start Entries

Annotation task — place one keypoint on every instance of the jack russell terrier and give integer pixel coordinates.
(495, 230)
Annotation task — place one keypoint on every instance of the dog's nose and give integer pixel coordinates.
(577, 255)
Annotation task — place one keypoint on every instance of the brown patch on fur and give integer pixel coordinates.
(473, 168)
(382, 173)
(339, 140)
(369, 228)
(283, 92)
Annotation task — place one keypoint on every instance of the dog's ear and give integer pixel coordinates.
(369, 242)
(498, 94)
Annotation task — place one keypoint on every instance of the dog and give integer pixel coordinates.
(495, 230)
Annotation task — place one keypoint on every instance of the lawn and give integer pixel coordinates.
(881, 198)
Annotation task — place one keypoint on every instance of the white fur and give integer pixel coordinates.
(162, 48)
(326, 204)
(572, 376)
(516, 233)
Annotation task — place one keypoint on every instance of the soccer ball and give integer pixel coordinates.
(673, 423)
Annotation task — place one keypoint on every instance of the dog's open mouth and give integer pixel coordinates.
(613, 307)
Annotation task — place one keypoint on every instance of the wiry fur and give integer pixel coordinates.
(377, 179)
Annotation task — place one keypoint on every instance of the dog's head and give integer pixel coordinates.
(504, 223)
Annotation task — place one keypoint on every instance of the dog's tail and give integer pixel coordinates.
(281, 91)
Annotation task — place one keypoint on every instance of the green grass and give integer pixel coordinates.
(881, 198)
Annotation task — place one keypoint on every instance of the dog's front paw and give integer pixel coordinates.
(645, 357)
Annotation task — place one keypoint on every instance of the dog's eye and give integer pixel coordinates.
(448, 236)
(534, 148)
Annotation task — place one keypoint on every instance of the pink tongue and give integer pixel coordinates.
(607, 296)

end Entries
start Entries

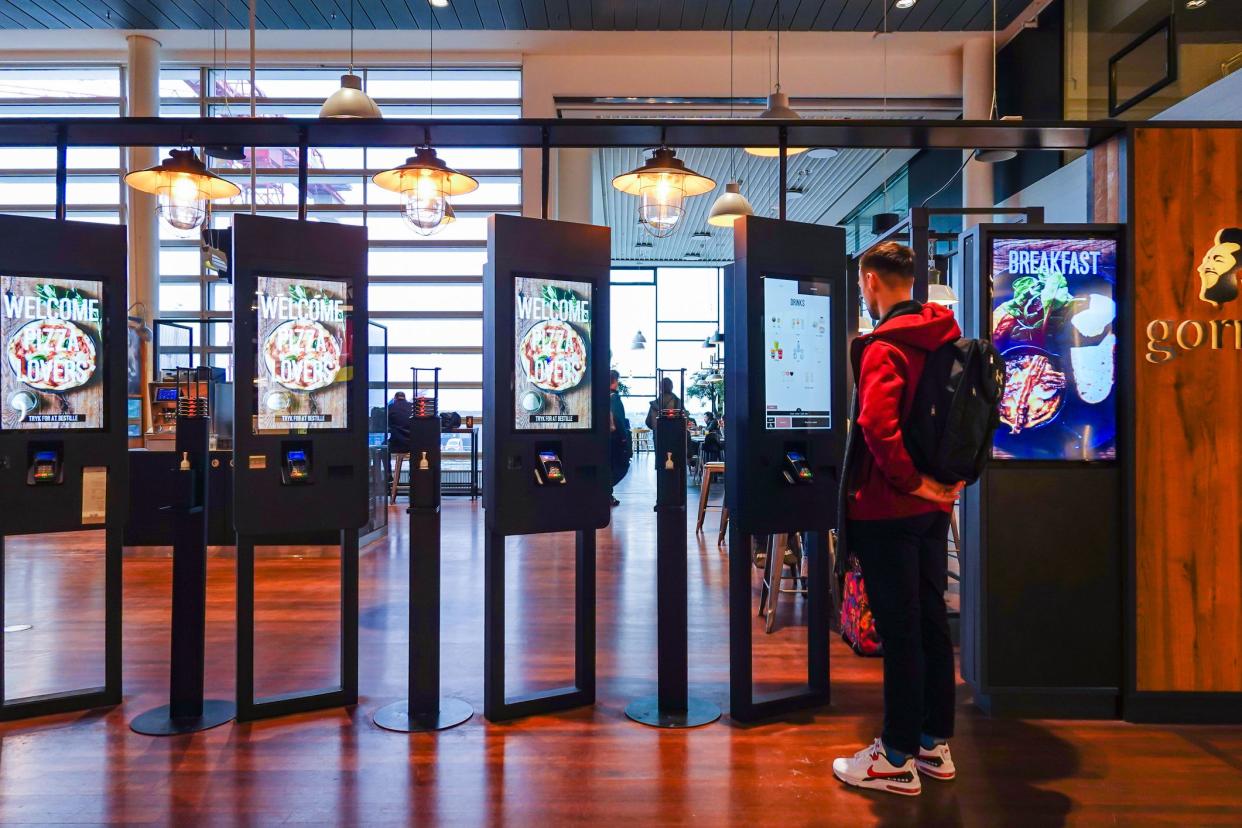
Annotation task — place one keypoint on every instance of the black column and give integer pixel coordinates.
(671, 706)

end Entries

-- Task details --
Return every line of the listing above that contains the string "soccer", treating uppercase and lowercase letters as distinct.

-- Exercise solution --
Annotation task — place one keypoint on every instance of the soccer ball and give integer pixel coordinates.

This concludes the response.